作業内容:
• A. 忠告について書かれた本文のうち、「私個人は、「遅刻をするな」にずっと困ってきた。」から始まり「せんでした」と謝るしかない。」で終わる部分を一字一句そのまま書き写せ。
• B. 記録から「water」という文字列を含む行をすべて抜き出せ。大文字と小文字は区別すること。

本文:

見出し画像

【連載】「こころの処方箋」を読む~3 100%正しい忠告はまず役に立たない

酒飲みに「酒をやめろ」と言うことほど無茶なことはない。
酒を飲みすぎることが自分にとって良くないことはわかっている。
酒をやめるためにやったほうが良いこともわかっている。
それでもやめられないのだから、「酒をやめろ」と言われてもどうしようもない。


同じようなことはいくらでもあげられる。

「遅刻をするな」
「タバコをやめろ」
「ゲームをするな」
「宿題を忘れるな」
「運動しろ」
「本を読め」
「早起きしろ」
「勉強時間を増やせ」

しまいには、「恋人を作れ」「結婚しろ」という、自分だけでは明らかにどうしようもないことまで言うものもいるのだから、閉口してしまう。


私個人は、「遅刻をするな」にずっと困ってきた。
「遅刻をするな」と言われて遅刻をしないなら、遅刻していないのだ。
せめてその背景にあるものの一端でも説明させてもらえればと思うことが多々ある。
しょうがないから、「ちょっと車が混んでて」とかなんとか、あるようなないようなことを言ってごまかす。本当はもっと繊細でパーソナルな理由があってもだ。
そんな言い訳すらさせてもらえないとなると、もうひたすら「すみませんでした」と謝るしかない。

データ抜粋:
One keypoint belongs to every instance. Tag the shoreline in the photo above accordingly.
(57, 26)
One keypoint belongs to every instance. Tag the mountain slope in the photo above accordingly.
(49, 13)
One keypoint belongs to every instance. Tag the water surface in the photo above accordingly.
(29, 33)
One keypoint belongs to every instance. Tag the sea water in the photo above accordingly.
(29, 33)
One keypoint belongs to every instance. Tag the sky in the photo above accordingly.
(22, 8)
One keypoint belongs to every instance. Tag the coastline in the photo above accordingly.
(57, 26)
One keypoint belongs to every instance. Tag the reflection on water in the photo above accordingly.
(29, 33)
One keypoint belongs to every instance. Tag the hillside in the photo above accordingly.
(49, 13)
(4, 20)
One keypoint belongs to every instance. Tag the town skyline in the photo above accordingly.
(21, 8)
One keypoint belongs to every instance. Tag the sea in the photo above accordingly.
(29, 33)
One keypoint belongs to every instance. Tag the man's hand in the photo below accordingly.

==

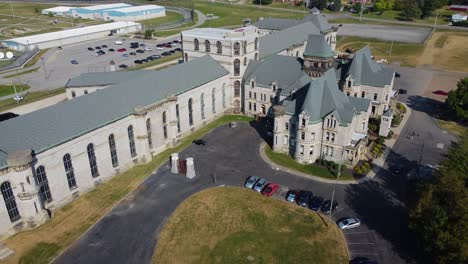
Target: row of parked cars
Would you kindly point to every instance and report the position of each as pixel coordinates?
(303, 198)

解答一覧:
• A.
私個人は、「遅刻をするな」にずっと困ってきた。
「遅刻をするな」と言われて遅刻をしないなら、遅刻していないのだ。
せめてその背景にあるものの一端でも説明させてもらえればと思うことが多々ある。
しょうがないから、「ちょっと車が混んでて」とかなんとか、あるようなないようなことを言ってごまかす。本当はもっと繊細でパーソナルな理由があってもだ。
そんな言い訳すらさせてもらえないとなると、もうひたすら「すみませんでした」と謝るしかない。

• B.
One keypoint belongs to every instance. Tag the water surface in the photo above accordingly.
One keypoint belongs to every instance. Tag the sea water in the photo above accordingly.
One keypoint belongs to every instance. Tag the reflection on water in the photo above accordingly.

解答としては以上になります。